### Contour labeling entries
★ ★ ★
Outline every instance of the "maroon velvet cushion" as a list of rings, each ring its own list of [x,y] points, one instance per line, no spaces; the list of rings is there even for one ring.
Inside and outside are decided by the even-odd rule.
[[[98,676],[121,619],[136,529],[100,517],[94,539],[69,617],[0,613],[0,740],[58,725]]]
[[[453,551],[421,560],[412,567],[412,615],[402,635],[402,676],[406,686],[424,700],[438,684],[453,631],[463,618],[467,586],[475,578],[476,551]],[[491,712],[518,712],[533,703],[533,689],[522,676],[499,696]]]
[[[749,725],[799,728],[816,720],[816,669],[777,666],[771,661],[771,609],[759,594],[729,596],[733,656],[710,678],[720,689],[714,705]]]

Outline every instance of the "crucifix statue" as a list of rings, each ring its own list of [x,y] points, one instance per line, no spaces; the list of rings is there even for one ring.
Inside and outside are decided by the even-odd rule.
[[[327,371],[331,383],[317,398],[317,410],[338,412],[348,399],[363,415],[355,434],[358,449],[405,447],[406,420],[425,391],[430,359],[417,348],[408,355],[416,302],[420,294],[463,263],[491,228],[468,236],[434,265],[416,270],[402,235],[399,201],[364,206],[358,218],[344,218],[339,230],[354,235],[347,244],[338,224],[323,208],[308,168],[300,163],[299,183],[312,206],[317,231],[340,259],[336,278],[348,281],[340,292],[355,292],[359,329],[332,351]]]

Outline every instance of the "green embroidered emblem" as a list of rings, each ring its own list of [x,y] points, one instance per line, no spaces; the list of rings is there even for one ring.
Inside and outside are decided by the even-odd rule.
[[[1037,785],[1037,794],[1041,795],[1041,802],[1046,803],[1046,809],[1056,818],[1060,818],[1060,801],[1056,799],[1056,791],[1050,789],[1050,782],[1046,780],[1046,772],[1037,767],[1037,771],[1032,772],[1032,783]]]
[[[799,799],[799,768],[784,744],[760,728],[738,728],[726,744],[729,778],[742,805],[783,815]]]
★ ★ ★
Which lines of the records contain the word "every"? Show each of them in full, treating uppercase and lowercase as different.

### Task output
Outline every instance of the "maroon velvet cushion" as a list of rings, each ring its own list of [x,y] points, one instance per line, no spaces; the list of rings is there even for one ring.
Outline every instance of the "crucifix statue" as a list of rings, each ring its own list of [x,y] points, one instance per line, no spaces; the list of rings is there even for one ring.
Outline every instance of the "green embroidered emblem" as a list of rings, each ring its own list of [x,y] points, one instance per line, no spaces; the list of rings is there even for one ring.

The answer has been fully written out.